**ACTIVITY:** Rewrite all of the material below as a numbered list with one line per entry, and skip any blank lines. Leave the pictures out of your answer.

[Stored records]
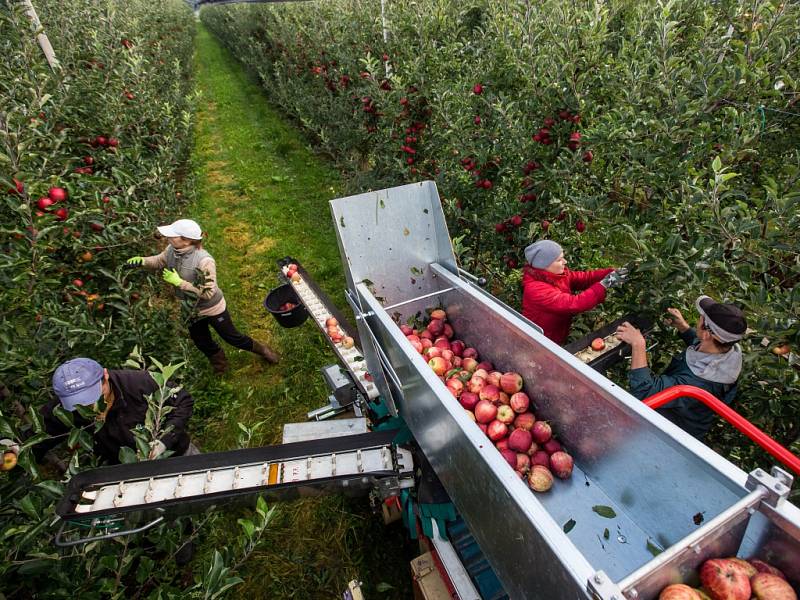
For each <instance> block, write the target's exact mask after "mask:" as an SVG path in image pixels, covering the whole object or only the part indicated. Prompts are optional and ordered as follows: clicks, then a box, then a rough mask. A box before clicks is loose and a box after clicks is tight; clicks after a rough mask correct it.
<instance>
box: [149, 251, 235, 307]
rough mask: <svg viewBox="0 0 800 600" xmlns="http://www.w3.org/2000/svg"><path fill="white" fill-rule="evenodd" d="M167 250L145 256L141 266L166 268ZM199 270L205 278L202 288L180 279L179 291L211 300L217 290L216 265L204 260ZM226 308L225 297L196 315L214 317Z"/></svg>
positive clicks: (210, 257)
mask: <svg viewBox="0 0 800 600" xmlns="http://www.w3.org/2000/svg"><path fill="white" fill-rule="evenodd" d="M175 252H176V253H177V254H180V253H181V251H180V250H176V251H175ZM166 257H167V249H166V248H164V251H163V252H161V254H155V255H153V256H145V257H144V261H143V263H142V264H143V265H144V266H145V268H148V269H153V270H159V271H160V270H161V269H164V268H166V266H167V258H166ZM199 266H200V269H201V270H202V271H203V273H205V276H206V283H205V285H203V286H202V288H197V287H195V286H194V285H193V284H192V283H190V282H188V281H186V280H185V279H181V284H180V286H178V287H180V289H181V290H182V291H184V292H188V293H190V294H194V295H195V296H200V297H201V298H211V296H213V295H214V293H215V292H216V291H217V289H219V288H218V287H217V263H216V262H214V259H213V258H211V257H208V258H205V259H203V260H201V261H200V265H199ZM226 308H227V304H226V303H225V297H224V296H223V297H222V300H220V301H219V302H217V303H216V304H215V305H214V306H210V307H208V308H205V309H201V310H199V311H198V314H199V315H200V316H202V317H213V316H215V315H219V314H222V313H223V312H225V309H226Z"/></svg>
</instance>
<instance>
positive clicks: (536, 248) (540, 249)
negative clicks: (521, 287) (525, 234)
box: [525, 240, 564, 269]
mask: <svg viewBox="0 0 800 600" xmlns="http://www.w3.org/2000/svg"><path fill="white" fill-rule="evenodd" d="M563 252H564V251H563V250H562V249H561V246H560V245H559V244H557V243H555V242H554V241H553V240H539V241H537V242H534V243H533V244H531V245H530V246H528V247H527V248H525V262H527V263H528V264H529V265H531V266H532V267H536V268H537V269H546V268H547V267H548V266H550V264H551V263H552V262H553V261H554V260H555V259H557V258H558V257H559V256H561V254H562V253H563Z"/></svg>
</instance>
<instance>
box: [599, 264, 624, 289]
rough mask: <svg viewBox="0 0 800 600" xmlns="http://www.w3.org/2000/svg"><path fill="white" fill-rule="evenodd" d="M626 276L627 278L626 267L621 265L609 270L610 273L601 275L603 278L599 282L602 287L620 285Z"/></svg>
mask: <svg viewBox="0 0 800 600" xmlns="http://www.w3.org/2000/svg"><path fill="white" fill-rule="evenodd" d="M627 278H628V269H626V268H625V267H622V268H620V269H616V270H614V271H611V273H609V274H608V275H606V276H605V277H603V279H601V280H600V284H601V285H602V286H603V287H604V288H606V289H608V288H612V287H614V286H615V285H622V284H623V283H625V280H626V279H627Z"/></svg>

**ANSWER TO THIS PROBLEM:**
1. For each <instance> block, write the target's exact mask after "mask:" as an SVG path in image pixels, covering the whole object or only the part indicated. Prompts are optional and ordered as follows: clicks, then a box, then a rough mask. A box before clicks is loose and a box after clicks is tight; clicks after a rough mask correct it.
2. <instance>
3. box: [149, 251, 235, 307]
4. rough mask: <svg viewBox="0 0 800 600" xmlns="http://www.w3.org/2000/svg"><path fill="white" fill-rule="evenodd" d="M167 250L145 256L141 266L166 268ZM199 270L205 278L202 288L180 279L179 291L211 300L217 290L216 265L204 260ZM226 308L225 297L196 315L214 317Z"/></svg>
5. positive clicks: (210, 257)
6. mask: <svg viewBox="0 0 800 600" xmlns="http://www.w3.org/2000/svg"><path fill="white" fill-rule="evenodd" d="M175 252H176V253H177V254H180V253H181V251H180V250H176V251H175ZM166 257H167V249H166V248H164V251H163V252H161V254H155V255H153V256H145V257H144V261H143V263H142V264H143V265H144V266H145V268H148V269H153V270H159V271H160V270H161V269H164V268H166V266H167V258H166ZM199 266H200V269H201V270H202V271H203V273H205V276H206V283H205V285H203V286H202V288H197V287H195V286H194V285H193V284H192V283H190V282H188V281H186V280H185V279H181V284H180V286H178V287H180V289H181V290H182V291H184V292H188V293H190V294H194V295H195V296H200V297H201V298H211V296H213V295H214V293H215V292H216V291H217V289H219V288H218V287H217V263H216V262H214V259H213V258H211V257H208V258H205V259H203V260H201V261H200V265H199ZM226 308H227V304H226V303H225V297H224V296H223V297H222V300H220V301H219V302H217V303H216V304H215V305H214V306H210V307H208V308H205V309H201V310H199V311H198V314H199V315H200V316H202V317H213V316H215V315H219V314H222V313H223V312H225V309H226Z"/></svg>
7. </instance>
8. <instance>
9. positive clicks: (536, 248) (540, 249)
10. negative clicks: (521, 287) (525, 234)
11. box: [525, 240, 564, 269]
12. mask: <svg viewBox="0 0 800 600" xmlns="http://www.w3.org/2000/svg"><path fill="white" fill-rule="evenodd" d="M563 252H564V251H563V250H562V249H561V246H560V245H559V244H557V243H555V242H554V241H553V240H539V241H537V242H534V243H533V244H531V245H530V246H528V247H527V248H525V262H527V263H528V264H529V265H531V266H532V267H536V268H537V269H546V268H547V267H548V266H550V264H551V263H552V262H553V261H554V260H555V259H557V258H558V257H559V256H561V254H562V253H563Z"/></svg>
13. </instance>
14. <instance>
15. box: [599, 264, 624, 289]
16. rough mask: <svg viewBox="0 0 800 600" xmlns="http://www.w3.org/2000/svg"><path fill="white" fill-rule="evenodd" d="M626 276L627 278L626 267L621 265L609 270L610 273L601 275L603 278L599 282L602 287L620 285Z"/></svg>
17. mask: <svg viewBox="0 0 800 600" xmlns="http://www.w3.org/2000/svg"><path fill="white" fill-rule="evenodd" d="M627 278H628V269H626V268H625V267H622V268H620V269H616V270H614V271H611V273H609V274H608V275H606V276H605V277H603V279H601V280H600V284H601V285H602V286H603V287H604V288H606V289H608V288H612V287H614V286H615V285H622V284H623V283H625V280H626V279H627Z"/></svg>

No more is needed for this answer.